- The problem
Reproduce the passage of the Stevia forum thread from "## The Rose" up to and including "Does anybody agree?".

- Page

# Stevia - It Sucks!



## The Rose (Sep 21, 2002)

Someone told me to use Stevia as an alternative to table sugar in my coffee.  So I went out and bought a box of packets for $10.45.  Let me tell you that it sucks bigtime!  It leaves a horrible aftertaste.  I am now convinced that nothing beats good old cane sugar.

Does anybody agree?


----------



## Mudge (Sep 22, 2002)

Try Splenda, yes Stevia has an aftertaste.


----------



## bludevil (Sep 23, 2002)

You can buy Stevia without an aftertaste. Some of the lower end companies that make Stevia definately have an aftertaste, but a few companies do make a good product. 

NOW makes a pretty good Stevia product


----------



## Duncan (Sep 24, 2002)

I concur with Mudge, SPlenda is great.


----------



## oldschoolboy (Sep 25, 2002)

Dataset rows

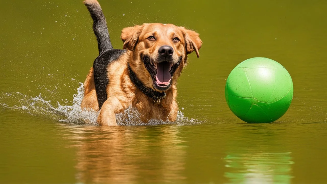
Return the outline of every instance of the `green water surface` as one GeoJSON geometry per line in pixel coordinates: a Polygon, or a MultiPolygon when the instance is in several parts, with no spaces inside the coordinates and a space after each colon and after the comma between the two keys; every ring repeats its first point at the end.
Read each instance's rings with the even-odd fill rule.
{"type": "Polygon", "coordinates": [[[82,1],[1,2],[0,183],[327,183],[327,1],[99,0],[115,48],[122,29],[143,23],[203,42],[179,79],[182,123],[116,127],[57,112],[97,56],[82,1]],[[248,124],[225,85],[258,57],[287,70],[294,98],[277,121],[248,124]]]}

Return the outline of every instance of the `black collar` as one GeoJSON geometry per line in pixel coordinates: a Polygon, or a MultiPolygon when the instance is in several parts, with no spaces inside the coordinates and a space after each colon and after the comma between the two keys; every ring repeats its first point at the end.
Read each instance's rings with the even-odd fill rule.
{"type": "Polygon", "coordinates": [[[155,91],[152,88],[147,87],[143,85],[136,77],[135,73],[132,70],[132,68],[130,68],[129,63],[127,64],[127,66],[128,66],[128,71],[129,72],[129,78],[130,78],[131,80],[139,89],[141,90],[141,91],[143,92],[143,93],[146,95],[152,98],[153,100],[153,102],[159,104],[160,103],[162,100],[166,98],[166,93],[164,92],[160,92],[155,91]]]}

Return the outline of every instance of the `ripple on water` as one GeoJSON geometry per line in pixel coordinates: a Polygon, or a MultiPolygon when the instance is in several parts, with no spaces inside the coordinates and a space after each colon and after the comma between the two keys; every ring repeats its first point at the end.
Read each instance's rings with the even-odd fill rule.
{"type": "MultiPolygon", "coordinates": [[[[7,93],[0,97],[0,106],[8,109],[19,110],[22,112],[33,116],[43,117],[56,121],[70,123],[97,125],[98,113],[93,110],[81,108],[81,103],[84,95],[82,83],[80,83],[77,93],[73,95],[71,105],[62,105],[57,102],[57,105],[51,104],[40,94],[32,97],[19,92],[7,93]],[[10,104],[6,101],[11,101],[10,104]]],[[[135,108],[130,107],[122,113],[116,115],[118,124],[126,125],[157,125],[167,124],[194,124],[202,122],[200,121],[184,117],[183,113],[179,111],[176,121],[172,122],[152,119],[147,123],[142,122],[140,113],[135,108]]]]}

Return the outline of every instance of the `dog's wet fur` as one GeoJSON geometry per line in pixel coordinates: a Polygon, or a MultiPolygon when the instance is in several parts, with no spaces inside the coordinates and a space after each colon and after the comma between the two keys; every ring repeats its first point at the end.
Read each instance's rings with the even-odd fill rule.
{"type": "Polygon", "coordinates": [[[100,111],[101,125],[117,125],[115,114],[130,106],[138,109],[145,122],[151,119],[174,121],[178,110],[177,79],[187,54],[195,51],[199,57],[202,42],[198,34],[173,24],[144,24],[124,28],[123,50],[113,49],[99,3],[83,2],[93,20],[99,55],[84,83],[81,107],[100,111]],[[156,103],[141,91],[131,80],[128,64],[144,86],[164,92],[165,98],[156,103]]]}

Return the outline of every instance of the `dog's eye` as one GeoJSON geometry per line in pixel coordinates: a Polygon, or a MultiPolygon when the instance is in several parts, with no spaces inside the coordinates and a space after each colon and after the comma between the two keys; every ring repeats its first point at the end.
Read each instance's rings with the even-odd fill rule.
{"type": "Polygon", "coordinates": [[[174,40],[174,42],[178,42],[180,41],[180,39],[177,37],[175,37],[174,38],[173,40],[174,40]]]}
{"type": "Polygon", "coordinates": [[[150,36],[147,38],[147,39],[150,40],[154,40],[156,38],[153,36],[150,36]]]}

- Result of the exercise
## The Rose (Sep 21, 2002)

Someone told me to use Stevia as an alternative to table sugar in my coffee.  So I went out and bought a box of packets for $10.45.  Let me tell you that it sucks bigtime!  It leaves a horrible aftertaste.  I am now convinced that nothing beats good old cane sugar.

Does anybody agree?